Start of Provided passage

A month ago, to the day, recommended going overweight Financials, as less regulation and steepening yield curve will take bank valuations higher – the run has been pretty amazing – should you take profits?
Fair value updates below – earnings have been revised up so the stocks are still not expensive versus Fair Value, and could go higher:
Px vs FV
$JPM 84 vs 80 Yield 2.1%
$GS 240 vs 225 Yield 1.1%
$MS 43 vs 43 Yield 1.9%
$C 60 vs 60 Yield 1.0%
$C – which was the cheapest – is now trading in line with fair value after a whopping 12% move in one month.

End of Provided passage
Start of Listed records

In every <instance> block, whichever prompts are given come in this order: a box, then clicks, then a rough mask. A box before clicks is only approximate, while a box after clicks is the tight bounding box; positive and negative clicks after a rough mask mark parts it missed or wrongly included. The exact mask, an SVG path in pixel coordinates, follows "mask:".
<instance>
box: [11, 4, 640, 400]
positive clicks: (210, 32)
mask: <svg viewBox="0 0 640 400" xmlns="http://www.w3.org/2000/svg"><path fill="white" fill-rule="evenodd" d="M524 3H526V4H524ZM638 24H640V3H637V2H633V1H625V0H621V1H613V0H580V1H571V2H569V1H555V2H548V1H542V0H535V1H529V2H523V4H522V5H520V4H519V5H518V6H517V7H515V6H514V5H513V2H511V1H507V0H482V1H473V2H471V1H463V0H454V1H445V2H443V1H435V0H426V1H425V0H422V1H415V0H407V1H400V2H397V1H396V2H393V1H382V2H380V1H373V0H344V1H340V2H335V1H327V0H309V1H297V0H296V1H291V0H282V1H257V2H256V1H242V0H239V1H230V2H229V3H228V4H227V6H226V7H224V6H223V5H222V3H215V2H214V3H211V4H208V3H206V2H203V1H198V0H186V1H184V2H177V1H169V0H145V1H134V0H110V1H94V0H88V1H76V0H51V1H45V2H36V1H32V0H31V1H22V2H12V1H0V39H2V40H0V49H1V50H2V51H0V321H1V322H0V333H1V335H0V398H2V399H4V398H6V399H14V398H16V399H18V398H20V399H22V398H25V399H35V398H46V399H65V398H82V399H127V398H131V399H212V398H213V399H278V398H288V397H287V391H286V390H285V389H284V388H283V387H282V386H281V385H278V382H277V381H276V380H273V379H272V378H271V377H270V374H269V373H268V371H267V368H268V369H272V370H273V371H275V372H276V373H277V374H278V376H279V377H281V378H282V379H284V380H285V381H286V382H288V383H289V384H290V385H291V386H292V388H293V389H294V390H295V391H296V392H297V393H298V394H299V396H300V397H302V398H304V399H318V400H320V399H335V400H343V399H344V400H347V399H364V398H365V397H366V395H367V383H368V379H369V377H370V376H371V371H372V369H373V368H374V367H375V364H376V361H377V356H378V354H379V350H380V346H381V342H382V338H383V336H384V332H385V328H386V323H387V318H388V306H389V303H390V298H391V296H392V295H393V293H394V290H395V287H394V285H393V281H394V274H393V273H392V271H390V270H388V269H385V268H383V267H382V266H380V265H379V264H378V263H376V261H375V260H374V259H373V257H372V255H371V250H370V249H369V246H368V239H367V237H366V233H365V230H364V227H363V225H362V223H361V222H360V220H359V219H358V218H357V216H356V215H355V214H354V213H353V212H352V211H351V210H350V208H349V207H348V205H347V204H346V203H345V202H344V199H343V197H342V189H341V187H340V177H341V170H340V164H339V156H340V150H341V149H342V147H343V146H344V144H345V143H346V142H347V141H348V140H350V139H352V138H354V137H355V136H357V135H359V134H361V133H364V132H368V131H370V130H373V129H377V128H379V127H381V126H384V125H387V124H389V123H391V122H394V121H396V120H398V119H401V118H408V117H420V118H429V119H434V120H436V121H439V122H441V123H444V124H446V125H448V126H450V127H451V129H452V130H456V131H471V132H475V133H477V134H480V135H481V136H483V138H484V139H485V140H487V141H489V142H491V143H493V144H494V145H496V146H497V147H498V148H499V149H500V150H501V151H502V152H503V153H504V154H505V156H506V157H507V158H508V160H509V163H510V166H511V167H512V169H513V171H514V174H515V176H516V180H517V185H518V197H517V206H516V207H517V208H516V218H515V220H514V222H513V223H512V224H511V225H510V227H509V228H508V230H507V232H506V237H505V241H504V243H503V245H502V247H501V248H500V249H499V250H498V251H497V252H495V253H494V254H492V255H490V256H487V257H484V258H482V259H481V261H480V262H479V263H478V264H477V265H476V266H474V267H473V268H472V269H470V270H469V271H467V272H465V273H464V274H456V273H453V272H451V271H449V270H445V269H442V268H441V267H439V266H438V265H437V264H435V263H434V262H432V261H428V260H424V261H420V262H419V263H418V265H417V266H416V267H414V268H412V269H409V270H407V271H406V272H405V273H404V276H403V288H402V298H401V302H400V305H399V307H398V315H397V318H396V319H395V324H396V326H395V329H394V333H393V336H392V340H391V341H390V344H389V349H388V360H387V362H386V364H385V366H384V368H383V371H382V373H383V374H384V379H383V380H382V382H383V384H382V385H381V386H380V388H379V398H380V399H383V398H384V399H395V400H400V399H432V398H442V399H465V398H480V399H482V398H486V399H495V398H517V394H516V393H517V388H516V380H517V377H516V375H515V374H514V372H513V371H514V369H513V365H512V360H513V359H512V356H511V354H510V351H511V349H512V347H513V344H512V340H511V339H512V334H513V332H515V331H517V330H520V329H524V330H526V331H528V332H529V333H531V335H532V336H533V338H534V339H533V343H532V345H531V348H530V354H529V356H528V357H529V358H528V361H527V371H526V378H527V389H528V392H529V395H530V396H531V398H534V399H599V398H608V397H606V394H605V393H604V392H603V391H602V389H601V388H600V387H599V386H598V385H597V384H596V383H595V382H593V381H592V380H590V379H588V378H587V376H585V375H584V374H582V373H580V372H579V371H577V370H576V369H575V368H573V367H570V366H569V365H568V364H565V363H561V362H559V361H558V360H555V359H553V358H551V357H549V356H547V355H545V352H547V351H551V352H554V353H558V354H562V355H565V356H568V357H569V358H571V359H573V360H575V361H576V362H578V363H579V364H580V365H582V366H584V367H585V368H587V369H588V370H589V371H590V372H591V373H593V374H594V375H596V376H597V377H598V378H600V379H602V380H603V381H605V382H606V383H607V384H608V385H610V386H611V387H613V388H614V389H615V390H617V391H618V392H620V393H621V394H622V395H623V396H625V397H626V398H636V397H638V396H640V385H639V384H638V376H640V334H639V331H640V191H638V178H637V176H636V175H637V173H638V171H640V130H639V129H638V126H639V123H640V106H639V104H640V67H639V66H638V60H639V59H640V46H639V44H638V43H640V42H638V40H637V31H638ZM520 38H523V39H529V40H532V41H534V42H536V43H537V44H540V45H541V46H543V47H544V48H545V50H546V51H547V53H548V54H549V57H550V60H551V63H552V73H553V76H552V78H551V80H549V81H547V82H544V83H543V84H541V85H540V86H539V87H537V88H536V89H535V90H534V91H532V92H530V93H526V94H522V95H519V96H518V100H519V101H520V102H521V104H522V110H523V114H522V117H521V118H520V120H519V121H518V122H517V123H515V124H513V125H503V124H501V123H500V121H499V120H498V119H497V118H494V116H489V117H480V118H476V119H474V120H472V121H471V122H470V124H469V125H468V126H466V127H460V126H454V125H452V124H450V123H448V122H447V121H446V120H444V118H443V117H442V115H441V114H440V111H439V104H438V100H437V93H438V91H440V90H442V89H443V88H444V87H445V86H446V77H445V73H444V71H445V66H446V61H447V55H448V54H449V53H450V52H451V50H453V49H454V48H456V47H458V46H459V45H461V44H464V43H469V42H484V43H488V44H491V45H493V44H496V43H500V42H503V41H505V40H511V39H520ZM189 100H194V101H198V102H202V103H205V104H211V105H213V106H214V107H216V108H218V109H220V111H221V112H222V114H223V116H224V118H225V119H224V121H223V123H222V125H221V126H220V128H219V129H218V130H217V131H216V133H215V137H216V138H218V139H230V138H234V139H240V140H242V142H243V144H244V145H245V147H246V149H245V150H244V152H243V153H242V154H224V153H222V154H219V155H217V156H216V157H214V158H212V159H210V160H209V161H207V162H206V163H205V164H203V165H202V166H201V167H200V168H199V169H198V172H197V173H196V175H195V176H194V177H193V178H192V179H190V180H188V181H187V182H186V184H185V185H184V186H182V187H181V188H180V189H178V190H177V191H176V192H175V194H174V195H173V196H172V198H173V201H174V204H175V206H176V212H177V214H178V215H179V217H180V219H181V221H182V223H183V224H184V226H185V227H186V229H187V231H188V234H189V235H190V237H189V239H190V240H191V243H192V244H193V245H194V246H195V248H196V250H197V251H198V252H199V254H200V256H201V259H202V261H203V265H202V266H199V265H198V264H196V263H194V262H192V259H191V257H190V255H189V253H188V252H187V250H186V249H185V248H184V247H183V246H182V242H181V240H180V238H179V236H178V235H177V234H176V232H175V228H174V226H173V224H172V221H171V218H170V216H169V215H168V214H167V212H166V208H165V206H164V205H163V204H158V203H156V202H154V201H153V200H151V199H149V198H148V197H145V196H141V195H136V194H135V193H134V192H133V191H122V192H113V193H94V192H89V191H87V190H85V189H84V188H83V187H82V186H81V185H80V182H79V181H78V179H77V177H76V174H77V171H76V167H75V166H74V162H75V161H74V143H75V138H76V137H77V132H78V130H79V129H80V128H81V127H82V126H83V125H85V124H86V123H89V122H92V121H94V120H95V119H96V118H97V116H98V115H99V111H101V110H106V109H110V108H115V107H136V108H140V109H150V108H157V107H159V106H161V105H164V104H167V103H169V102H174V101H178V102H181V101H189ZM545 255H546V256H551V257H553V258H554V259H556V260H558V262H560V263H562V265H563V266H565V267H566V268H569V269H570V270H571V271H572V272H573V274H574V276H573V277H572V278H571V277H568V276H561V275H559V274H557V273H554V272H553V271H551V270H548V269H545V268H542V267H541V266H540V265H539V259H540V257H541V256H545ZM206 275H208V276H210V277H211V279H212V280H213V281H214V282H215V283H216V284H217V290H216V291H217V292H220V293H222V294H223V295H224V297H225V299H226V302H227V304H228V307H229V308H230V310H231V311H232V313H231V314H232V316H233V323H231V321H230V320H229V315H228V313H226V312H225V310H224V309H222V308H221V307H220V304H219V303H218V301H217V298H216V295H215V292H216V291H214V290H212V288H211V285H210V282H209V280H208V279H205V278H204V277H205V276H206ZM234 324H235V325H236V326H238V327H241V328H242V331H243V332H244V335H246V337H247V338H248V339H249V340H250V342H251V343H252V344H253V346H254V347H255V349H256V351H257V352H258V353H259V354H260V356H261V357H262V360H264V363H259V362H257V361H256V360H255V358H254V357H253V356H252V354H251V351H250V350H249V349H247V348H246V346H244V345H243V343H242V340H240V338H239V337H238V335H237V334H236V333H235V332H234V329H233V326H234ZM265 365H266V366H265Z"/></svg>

End of Listed records
Start of Listed records

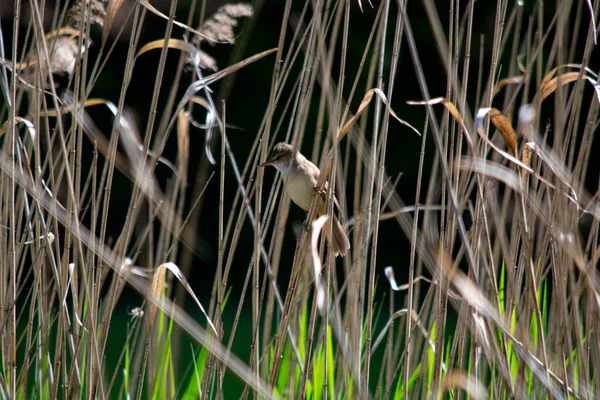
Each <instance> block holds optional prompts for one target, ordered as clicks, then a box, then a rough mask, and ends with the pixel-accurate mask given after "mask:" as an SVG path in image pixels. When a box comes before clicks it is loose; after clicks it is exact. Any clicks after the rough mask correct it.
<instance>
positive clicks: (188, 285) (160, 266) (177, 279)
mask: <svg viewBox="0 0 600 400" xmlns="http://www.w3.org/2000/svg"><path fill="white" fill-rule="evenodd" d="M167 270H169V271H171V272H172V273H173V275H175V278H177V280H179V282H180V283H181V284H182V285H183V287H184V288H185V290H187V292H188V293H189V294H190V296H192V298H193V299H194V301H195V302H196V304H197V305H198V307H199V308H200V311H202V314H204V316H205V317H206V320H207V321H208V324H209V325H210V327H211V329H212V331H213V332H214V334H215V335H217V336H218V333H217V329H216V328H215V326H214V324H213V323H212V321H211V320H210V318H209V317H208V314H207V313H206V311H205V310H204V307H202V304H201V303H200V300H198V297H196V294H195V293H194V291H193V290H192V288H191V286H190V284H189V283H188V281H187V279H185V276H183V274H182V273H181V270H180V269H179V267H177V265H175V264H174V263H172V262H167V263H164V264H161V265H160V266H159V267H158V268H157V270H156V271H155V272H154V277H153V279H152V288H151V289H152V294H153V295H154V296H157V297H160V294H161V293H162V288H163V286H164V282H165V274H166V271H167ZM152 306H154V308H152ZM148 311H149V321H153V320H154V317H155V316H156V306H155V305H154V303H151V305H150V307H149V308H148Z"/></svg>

End of Listed records

**Work item A:** List every stock ticker symbol that appears in the post on bank stocks.
**Work item B:** Write the next few sentences of the post on bank stocks, picking up after its final sentence.
The material placed after the post on bank stocks is separate from it.

**Output A:** $JPM, $GS, $MS, $C

**Output B:**
UK Based International Banks
$HSBC 673 vs 650 Yield 5%
$BARC 233 vs 200 Yield 1.49% [Book value = 290, FV unchanged – think it will be a while before analysts re-rate Barclays earnings]
2CentView has a core position in Morgan Stanley and decided to add a position in BARC at 211 which is trading well below book value (around 290). Barclays is the only serious European Investment bank and after reading an article in the FT think they have the right strategy to recover to a more full valuation around 300p (book value).
2CentView also retains a core position in $HSBC.
2CentView is that the financials have the potential to have more to run in the long term – but always to good take some profit after such a good run – but keep a core position.